● GIVEN PROBLEM: Copy out every line of the data below that has the word "shadow" in it.

/---

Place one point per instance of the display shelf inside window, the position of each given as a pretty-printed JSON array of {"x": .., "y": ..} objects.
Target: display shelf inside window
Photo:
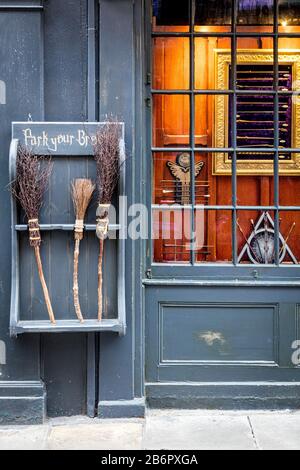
[
  {"x": 255, "y": 112},
  {"x": 28, "y": 313}
]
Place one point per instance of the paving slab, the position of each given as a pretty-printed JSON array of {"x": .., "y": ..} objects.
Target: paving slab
[
  {"x": 192, "y": 431},
  {"x": 277, "y": 431},
  {"x": 110, "y": 435},
  {"x": 24, "y": 437}
]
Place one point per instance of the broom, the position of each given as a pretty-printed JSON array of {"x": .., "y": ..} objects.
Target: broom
[
  {"x": 107, "y": 157},
  {"x": 82, "y": 192},
  {"x": 28, "y": 188}
]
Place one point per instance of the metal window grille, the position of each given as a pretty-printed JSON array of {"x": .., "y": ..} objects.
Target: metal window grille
[{"x": 233, "y": 92}]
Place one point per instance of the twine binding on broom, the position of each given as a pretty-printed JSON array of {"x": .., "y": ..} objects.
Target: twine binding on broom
[
  {"x": 78, "y": 229},
  {"x": 34, "y": 232},
  {"x": 102, "y": 221}
]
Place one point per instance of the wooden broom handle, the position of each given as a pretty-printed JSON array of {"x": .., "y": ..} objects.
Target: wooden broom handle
[
  {"x": 44, "y": 285},
  {"x": 100, "y": 280},
  {"x": 75, "y": 281}
]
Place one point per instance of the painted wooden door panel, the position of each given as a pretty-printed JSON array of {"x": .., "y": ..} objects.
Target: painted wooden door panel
[{"x": 171, "y": 128}]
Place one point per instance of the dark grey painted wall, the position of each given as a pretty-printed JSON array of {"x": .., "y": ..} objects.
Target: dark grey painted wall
[
  {"x": 51, "y": 71},
  {"x": 44, "y": 64}
]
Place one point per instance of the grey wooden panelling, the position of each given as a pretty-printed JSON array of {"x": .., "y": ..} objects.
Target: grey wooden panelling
[{"x": 21, "y": 68}]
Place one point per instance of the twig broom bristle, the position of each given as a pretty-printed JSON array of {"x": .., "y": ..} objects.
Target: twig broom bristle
[
  {"x": 82, "y": 192},
  {"x": 31, "y": 182},
  {"x": 107, "y": 157}
]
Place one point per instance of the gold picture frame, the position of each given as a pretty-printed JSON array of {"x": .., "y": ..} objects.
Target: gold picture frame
[{"x": 222, "y": 162}]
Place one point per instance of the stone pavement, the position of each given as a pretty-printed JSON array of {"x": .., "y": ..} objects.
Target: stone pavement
[{"x": 165, "y": 430}]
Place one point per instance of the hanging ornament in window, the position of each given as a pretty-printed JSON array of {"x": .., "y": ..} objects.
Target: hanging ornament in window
[
  {"x": 260, "y": 246},
  {"x": 181, "y": 170}
]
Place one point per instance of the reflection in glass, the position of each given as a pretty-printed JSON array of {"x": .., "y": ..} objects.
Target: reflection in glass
[
  {"x": 289, "y": 189},
  {"x": 170, "y": 15},
  {"x": 207, "y": 51},
  {"x": 289, "y": 237},
  {"x": 171, "y": 120},
  {"x": 172, "y": 179},
  {"x": 171, "y": 63},
  {"x": 213, "y": 13},
  {"x": 171, "y": 235},
  {"x": 213, "y": 241},
  {"x": 255, "y": 12},
  {"x": 289, "y": 13}
]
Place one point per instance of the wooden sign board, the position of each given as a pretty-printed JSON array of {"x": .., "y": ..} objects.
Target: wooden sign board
[{"x": 58, "y": 138}]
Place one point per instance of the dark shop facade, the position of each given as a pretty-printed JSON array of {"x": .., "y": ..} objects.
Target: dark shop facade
[{"x": 200, "y": 268}]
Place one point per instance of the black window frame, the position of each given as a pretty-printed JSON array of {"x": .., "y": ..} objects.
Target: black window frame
[{"x": 219, "y": 270}]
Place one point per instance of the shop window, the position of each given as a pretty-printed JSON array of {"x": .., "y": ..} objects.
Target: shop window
[{"x": 226, "y": 132}]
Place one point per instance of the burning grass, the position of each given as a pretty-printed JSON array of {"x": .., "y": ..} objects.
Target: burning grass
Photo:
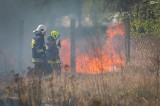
[{"x": 128, "y": 87}]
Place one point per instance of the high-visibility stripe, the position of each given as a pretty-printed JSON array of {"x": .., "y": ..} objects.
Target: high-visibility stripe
[
  {"x": 39, "y": 50},
  {"x": 54, "y": 62},
  {"x": 37, "y": 60},
  {"x": 46, "y": 47},
  {"x": 33, "y": 43},
  {"x": 58, "y": 47}
]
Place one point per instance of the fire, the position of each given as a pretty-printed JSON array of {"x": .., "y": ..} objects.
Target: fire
[{"x": 100, "y": 58}]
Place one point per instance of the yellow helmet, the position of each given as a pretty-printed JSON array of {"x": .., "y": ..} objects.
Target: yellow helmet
[{"x": 54, "y": 34}]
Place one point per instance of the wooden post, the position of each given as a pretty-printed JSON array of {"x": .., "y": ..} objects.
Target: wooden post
[
  {"x": 20, "y": 45},
  {"x": 127, "y": 37},
  {"x": 73, "y": 48}
]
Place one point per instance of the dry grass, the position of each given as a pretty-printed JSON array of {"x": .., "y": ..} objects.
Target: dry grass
[{"x": 136, "y": 84}]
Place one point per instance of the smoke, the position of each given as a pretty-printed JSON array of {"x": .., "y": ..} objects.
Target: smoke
[{"x": 33, "y": 13}]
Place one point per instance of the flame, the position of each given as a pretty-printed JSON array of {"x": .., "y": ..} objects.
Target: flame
[{"x": 104, "y": 58}]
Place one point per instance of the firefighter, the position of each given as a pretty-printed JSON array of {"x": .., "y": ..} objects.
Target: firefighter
[
  {"x": 53, "y": 45},
  {"x": 38, "y": 48}
]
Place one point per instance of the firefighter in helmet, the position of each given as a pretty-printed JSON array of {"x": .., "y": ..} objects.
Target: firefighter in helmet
[
  {"x": 38, "y": 47},
  {"x": 52, "y": 51}
]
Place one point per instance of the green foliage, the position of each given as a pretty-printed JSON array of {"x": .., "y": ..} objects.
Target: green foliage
[{"x": 146, "y": 19}]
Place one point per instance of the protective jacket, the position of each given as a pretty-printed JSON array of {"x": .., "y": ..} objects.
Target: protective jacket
[
  {"x": 38, "y": 47},
  {"x": 52, "y": 50}
]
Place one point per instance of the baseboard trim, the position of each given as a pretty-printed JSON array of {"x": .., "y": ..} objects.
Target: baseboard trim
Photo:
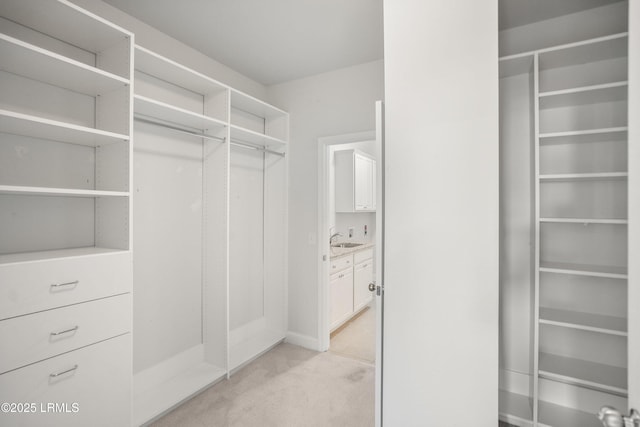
[{"x": 301, "y": 340}]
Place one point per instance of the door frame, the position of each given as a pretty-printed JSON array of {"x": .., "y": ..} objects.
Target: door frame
[{"x": 323, "y": 227}]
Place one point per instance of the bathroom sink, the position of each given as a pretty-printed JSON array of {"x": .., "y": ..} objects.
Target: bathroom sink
[{"x": 346, "y": 245}]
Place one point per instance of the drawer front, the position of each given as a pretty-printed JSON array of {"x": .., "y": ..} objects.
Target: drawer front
[
  {"x": 41, "y": 285},
  {"x": 86, "y": 387},
  {"x": 341, "y": 263},
  {"x": 363, "y": 255},
  {"x": 42, "y": 335}
]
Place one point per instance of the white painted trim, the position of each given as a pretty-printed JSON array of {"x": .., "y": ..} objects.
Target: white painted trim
[
  {"x": 323, "y": 228},
  {"x": 301, "y": 340}
]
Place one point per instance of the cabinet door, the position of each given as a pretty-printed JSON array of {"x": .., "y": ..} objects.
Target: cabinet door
[
  {"x": 341, "y": 288},
  {"x": 362, "y": 183},
  {"x": 362, "y": 276}
]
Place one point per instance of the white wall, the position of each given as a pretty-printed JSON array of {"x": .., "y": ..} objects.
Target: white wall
[
  {"x": 165, "y": 45},
  {"x": 334, "y": 103},
  {"x": 441, "y": 213}
]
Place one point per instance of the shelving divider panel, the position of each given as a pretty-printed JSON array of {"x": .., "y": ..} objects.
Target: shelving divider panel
[
  {"x": 584, "y": 176},
  {"x": 610, "y": 92},
  {"x": 62, "y": 192},
  {"x": 584, "y": 321},
  {"x": 58, "y": 253},
  {"x": 89, "y": 32},
  {"x": 38, "y": 127},
  {"x": 240, "y": 134},
  {"x": 42, "y": 65},
  {"x": 179, "y": 116},
  {"x": 515, "y": 407},
  {"x": 585, "y": 132},
  {"x": 586, "y": 220},
  {"x": 170, "y": 71},
  {"x": 583, "y": 373}
]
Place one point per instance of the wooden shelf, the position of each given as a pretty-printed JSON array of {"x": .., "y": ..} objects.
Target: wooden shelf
[
  {"x": 581, "y": 134},
  {"x": 254, "y": 106},
  {"x": 584, "y": 270},
  {"x": 58, "y": 253},
  {"x": 610, "y": 92},
  {"x": 39, "y": 64},
  {"x": 586, "y": 221},
  {"x": 58, "y": 192},
  {"x": 514, "y": 407},
  {"x": 552, "y": 415},
  {"x": 584, "y": 321},
  {"x": 175, "y": 115},
  {"x": 596, "y": 376},
  {"x": 38, "y": 127},
  {"x": 584, "y": 176},
  {"x": 255, "y": 138},
  {"x": 165, "y": 69},
  {"x": 88, "y": 31}
]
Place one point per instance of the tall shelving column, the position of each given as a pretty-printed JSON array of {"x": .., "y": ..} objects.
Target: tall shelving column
[
  {"x": 581, "y": 169},
  {"x": 65, "y": 208}
]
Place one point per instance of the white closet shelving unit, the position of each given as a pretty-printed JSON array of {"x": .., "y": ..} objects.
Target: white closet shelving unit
[
  {"x": 186, "y": 125},
  {"x": 564, "y": 173},
  {"x": 65, "y": 208}
]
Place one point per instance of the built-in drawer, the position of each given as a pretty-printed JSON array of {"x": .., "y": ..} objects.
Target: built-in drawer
[
  {"x": 341, "y": 263},
  {"x": 362, "y": 255},
  {"x": 48, "y": 333},
  {"x": 28, "y": 287},
  {"x": 86, "y": 387}
]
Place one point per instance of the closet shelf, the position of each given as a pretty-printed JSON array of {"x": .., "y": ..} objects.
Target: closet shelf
[
  {"x": 175, "y": 115},
  {"x": 58, "y": 192},
  {"x": 241, "y": 134},
  {"x": 602, "y": 176},
  {"x": 89, "y": 32},
  {"x": 58, "y": 253},
  {"x": 591, "y": 50},
  {"x": 165, "y": 69},
  {"x": 584, "y": 321},
  {"x": 514, "y": 407},
  {"x": 553, "y": 415},
  {"x": 610, "y": 92},
  {"x": 587, "y": 220},
  {"x": 578, "y": 134},
  {"x": 42, "y": 65},
  {"x": 584, "y": 270},
  {"x": 596, "y": 376},
  {"x": 38, "y": 127}
]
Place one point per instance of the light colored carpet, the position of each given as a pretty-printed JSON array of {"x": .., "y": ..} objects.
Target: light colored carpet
[
  {"x": 357, "y": 338},
  {"x": 287, "y": 387}
]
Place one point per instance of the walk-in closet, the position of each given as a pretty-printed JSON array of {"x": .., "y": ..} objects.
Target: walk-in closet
[{"x": 563, "y": 210}]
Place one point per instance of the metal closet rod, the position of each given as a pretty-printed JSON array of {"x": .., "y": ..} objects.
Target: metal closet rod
[
  {"x": 144, "y": 119},
  {"x": 236, "y": 142},
  {"x": 248, "y": 146}
]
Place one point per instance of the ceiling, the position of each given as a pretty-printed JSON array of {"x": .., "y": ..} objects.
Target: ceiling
[
  {"x": 270, "y": 41},
  {"x": 514, "y": 13}
]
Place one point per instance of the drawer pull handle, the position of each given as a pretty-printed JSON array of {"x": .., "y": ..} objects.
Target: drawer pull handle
[
  {"x": 60, "y": 285},
  {"x": 57, "y": 374},
  {"x": 54, "y": 334}
]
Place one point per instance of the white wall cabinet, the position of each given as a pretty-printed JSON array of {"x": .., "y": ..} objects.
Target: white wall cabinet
[
  {"x": 355, "y": 181},
  {"x": 65, "y": 209}
]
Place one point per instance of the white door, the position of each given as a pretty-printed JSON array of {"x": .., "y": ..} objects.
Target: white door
[{"x": 441, "y": 206}]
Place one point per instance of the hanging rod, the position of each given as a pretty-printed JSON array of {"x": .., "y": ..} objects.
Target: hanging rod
[
  {"x": 144, "y": 119},
  {"x": 248, "y": 146}
]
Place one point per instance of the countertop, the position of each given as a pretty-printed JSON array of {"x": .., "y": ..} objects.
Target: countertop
[{"x": 338, "y": 252}]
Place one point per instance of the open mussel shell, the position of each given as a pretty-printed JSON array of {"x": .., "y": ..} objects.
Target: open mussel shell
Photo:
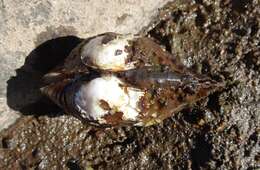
[{"x": 113, "y": 79}]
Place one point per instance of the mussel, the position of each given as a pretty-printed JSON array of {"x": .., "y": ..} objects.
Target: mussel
[{"x": 114, "y": 79}]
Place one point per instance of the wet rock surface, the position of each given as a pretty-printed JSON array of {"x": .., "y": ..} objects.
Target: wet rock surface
[{"x": 218, "y": 38}]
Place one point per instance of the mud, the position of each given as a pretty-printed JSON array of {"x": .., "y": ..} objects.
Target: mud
[{"x": 218, "y": 38}]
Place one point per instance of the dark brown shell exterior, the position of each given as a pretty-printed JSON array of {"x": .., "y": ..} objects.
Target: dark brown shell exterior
[{"x": 169, "y": 86}]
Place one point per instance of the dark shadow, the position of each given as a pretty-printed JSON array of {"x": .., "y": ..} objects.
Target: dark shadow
[{"x": 23, "y": 92}]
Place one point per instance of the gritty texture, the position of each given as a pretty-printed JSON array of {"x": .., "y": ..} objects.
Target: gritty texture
[
  {"x": 219, "y": 38},
  {"x": 24, "y": 25}
]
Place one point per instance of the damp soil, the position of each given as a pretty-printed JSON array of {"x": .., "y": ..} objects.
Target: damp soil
[{"x": 219, "y": 38}]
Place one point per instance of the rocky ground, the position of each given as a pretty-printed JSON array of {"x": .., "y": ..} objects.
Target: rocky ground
[{"x": 219, "y": 38}]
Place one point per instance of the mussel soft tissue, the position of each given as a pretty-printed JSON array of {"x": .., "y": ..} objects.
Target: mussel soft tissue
[{"x": 113, "y": 79}]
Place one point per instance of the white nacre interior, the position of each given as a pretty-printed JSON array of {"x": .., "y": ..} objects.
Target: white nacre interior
[
  {"x": 109, "y": 56},
  {"x": 112, "y": 90}
]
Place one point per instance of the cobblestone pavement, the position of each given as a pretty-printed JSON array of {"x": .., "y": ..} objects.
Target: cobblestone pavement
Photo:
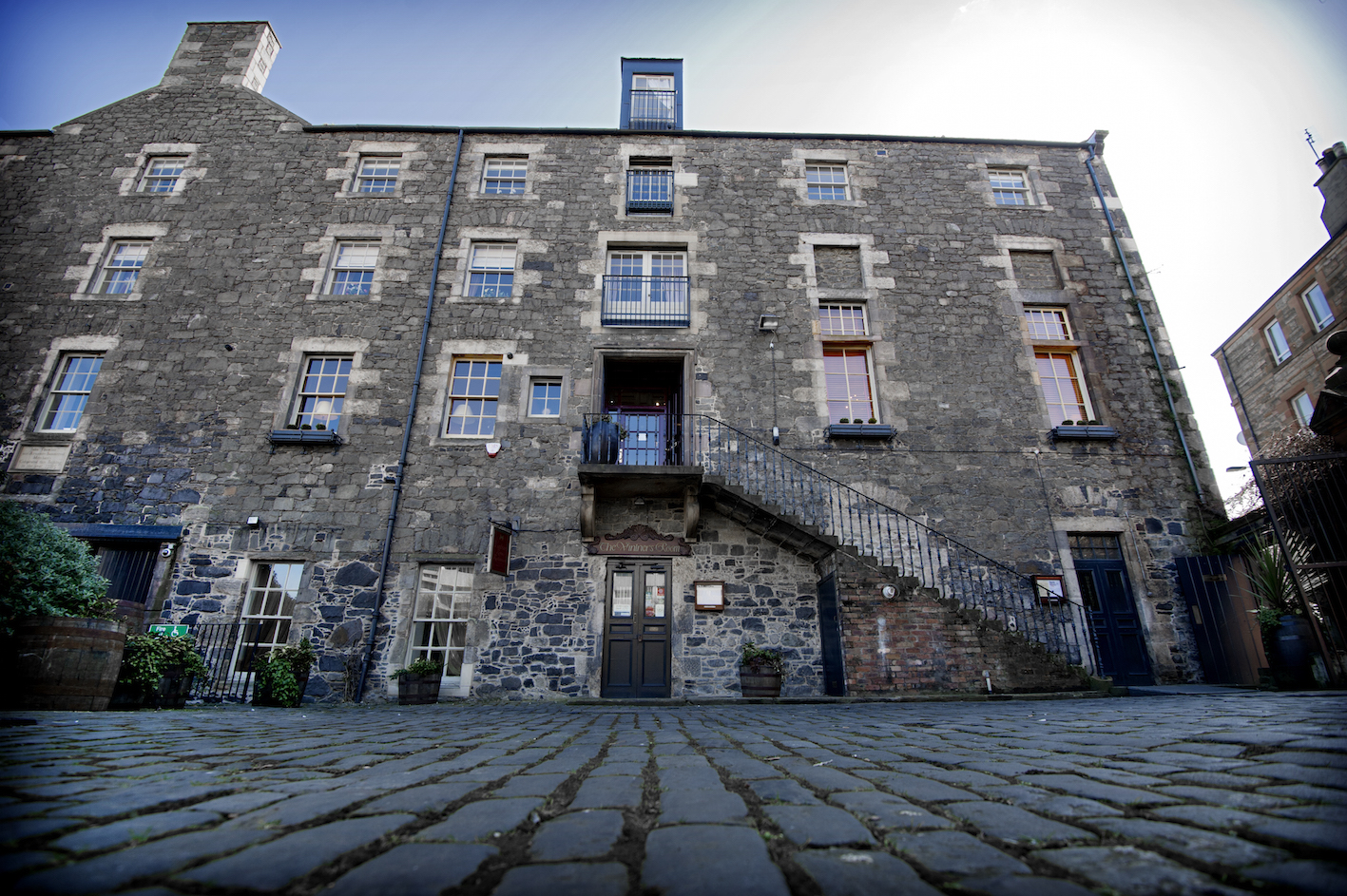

\---

● TASK SOLUTION:
Place one point per instance of the dark shadow, the position of each given as a pretty-printed JSON array of {"x": .., "y": ..} objects.
Target: dark shadow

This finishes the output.